══ Texte source

Pour les petits louves et les petits qui croient qu’en Champagne la vie des vignerons fut un long fleuve tranquille un tout petit rappel historique.
« Révolution dans le secteur, oui. Détonations, chant de refus, les vieux airs de carmagnoles paysannes. Pas compliqué à comprendre : le vigneron crevait de faim. La fin du siècle avait été atroce. La maladie gagnait, une lèpre. Le phylloxéra qui prenait la vigne à la racine, jusqu'à la mort du cep. Il avait fallu arracher les souches, défoncer à la pioche les terrains sinistrés, replanter. Travail de fossoyeur, de forçat, non rémunéré. Les vignes restaient sans rapport. Et pour finir, pendant quatre ans, pas une seule récolte pour se mettre le moral d'aplomb.
1907 : le raisin ne valait rien. 1908 : vendanges de nains. 1909 : la pourriture partout, des fumées grises, infectes, planaient sur les plateaux des pressoirs. 1910 : rien ne manqua, orages, gel, grêle, mildiou. On n'aurait pas fait une tarte avec tous les raisins de Champagne, tant la vendange était transparente. Il suffisait que la maladie entre dans un ménage pour que la ruine soit complète. Des terres qu'on se disputait autrefois comme on se dispute la vie ne trouvaient plus d'acquéreurs. Des vignerons quittaient leurs maisons, laissaient leurs terres aux friches. Mais le négoce se sucrait sur cette misère. »

════
══ Données de l'exercice

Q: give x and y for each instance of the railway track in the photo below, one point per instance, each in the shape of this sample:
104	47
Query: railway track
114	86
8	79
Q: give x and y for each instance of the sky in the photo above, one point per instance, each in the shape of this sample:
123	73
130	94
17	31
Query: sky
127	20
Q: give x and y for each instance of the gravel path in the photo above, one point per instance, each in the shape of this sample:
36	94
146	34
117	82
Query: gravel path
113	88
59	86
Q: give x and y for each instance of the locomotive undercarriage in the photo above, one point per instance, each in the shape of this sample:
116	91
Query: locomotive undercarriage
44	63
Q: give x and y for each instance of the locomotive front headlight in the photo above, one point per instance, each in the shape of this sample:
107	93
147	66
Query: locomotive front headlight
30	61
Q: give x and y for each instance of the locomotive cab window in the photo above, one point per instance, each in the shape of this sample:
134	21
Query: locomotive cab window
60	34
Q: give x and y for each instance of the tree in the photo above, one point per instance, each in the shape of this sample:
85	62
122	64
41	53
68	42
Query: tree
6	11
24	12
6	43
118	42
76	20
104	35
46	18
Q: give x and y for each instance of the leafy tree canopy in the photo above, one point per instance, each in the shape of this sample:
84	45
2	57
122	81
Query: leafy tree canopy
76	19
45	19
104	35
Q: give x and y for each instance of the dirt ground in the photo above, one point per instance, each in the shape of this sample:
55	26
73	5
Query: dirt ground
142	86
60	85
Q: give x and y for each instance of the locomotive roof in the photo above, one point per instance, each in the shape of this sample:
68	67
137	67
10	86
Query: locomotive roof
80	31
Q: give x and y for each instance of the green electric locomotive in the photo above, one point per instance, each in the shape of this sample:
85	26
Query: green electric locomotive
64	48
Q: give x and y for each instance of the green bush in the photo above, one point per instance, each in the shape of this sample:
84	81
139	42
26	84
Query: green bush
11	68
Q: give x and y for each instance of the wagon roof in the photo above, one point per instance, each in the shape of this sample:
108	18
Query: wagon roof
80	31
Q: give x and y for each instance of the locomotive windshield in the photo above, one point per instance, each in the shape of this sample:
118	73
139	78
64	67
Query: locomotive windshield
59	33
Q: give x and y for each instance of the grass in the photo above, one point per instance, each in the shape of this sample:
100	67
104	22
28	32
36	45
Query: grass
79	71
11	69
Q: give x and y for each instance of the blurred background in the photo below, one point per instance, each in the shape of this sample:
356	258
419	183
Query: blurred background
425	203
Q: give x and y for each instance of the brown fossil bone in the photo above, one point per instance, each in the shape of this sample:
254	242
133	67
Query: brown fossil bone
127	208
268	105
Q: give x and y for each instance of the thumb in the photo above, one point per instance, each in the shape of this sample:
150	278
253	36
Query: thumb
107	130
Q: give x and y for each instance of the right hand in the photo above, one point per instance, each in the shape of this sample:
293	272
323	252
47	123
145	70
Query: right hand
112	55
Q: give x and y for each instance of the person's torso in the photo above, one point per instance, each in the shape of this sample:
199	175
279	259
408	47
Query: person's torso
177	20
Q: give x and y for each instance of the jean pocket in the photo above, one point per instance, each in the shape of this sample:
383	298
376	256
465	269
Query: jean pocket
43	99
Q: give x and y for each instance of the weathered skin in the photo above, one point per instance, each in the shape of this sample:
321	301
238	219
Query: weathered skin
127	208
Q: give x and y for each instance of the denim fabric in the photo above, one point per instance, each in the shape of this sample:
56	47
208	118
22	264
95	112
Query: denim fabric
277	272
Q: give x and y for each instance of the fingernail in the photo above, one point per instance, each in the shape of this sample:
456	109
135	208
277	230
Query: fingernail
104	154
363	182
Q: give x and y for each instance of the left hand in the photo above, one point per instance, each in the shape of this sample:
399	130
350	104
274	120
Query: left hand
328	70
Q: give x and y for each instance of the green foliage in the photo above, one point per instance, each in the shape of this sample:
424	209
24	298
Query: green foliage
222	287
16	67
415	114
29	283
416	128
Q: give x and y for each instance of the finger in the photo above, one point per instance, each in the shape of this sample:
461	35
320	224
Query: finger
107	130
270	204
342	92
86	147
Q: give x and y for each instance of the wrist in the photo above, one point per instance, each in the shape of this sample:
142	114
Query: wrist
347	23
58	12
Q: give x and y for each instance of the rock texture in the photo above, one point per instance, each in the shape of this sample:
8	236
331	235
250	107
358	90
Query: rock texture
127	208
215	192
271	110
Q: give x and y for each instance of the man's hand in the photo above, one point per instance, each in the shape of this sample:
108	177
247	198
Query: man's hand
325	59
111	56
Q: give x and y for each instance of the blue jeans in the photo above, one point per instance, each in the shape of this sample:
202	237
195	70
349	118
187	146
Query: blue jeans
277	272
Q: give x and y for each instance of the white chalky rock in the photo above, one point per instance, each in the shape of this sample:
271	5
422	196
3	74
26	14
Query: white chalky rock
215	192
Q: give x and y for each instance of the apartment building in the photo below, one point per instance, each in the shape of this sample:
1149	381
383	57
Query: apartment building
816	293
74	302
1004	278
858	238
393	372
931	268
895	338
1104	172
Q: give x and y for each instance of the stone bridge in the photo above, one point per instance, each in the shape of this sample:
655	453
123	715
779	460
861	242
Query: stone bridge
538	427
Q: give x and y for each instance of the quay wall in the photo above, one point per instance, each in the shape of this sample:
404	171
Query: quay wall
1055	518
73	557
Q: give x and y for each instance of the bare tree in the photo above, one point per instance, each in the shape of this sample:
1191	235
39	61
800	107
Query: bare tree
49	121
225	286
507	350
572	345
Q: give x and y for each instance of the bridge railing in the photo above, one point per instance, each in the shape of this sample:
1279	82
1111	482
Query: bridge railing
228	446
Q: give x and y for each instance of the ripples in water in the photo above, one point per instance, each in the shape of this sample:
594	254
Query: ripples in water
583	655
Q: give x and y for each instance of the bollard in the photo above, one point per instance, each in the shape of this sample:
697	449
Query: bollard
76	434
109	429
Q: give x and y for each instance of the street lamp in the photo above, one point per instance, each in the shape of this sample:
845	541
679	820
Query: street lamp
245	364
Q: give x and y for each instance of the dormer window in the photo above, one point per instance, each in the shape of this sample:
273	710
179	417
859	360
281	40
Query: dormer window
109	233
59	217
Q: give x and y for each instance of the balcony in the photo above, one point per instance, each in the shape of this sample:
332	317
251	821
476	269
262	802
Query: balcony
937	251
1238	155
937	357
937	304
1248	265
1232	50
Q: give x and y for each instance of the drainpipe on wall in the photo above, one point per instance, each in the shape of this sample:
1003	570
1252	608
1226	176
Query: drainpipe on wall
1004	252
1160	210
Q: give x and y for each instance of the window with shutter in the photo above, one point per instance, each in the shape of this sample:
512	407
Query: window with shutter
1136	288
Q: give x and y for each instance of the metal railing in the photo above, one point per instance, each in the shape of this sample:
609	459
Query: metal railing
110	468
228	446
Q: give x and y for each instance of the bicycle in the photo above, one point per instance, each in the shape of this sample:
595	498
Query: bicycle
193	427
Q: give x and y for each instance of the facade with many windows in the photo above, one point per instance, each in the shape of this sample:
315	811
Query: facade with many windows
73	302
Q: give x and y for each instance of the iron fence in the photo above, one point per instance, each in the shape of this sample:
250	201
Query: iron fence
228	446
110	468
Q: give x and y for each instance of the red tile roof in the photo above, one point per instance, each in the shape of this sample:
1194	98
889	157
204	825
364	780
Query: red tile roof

════

• Consigne 1
Énumérez les fléaux qui, selon le texte source, frappèrent la vigne en 1910.
• Consigne 2
Transcrivez le passage du texte source qui commence par « Pour les petits » et se poursuit jusqu'à « le moral d'aplomb. ».
Les entrées forment un matériau distinct du texte source.

• Corrigé 1
Orages, gel, grêle, mildiou.

• Corrigé 2
Pour les petits louves et les petits qui croient qu’en Champagne la vie des vignerons fut un long fleuve tranquille un tout petit rappel historique.
« Révolution dans le secteur, oui. Détonations, chant de refus, les vieux airs de carmagnoles paysannes. Pas compliqué à comprendre : le vigneron crevait de faim. La fin du siècle avait été atroce. La maladie gagnait, une lèpre. Le phylloxéra qui prenait la vigne à la racine, jusqu'à la mort du cep. Il avait fallu arracher les souches, défoncer à la pioche les terrains sinistrés, replanter. Travail de fossoyeur, de forçat, non rémunéré. Les vignes restaient sans rapport. Et pour finir, pendant quatre ans, pas une seule récolte pour se mettre le moral d'aplomb.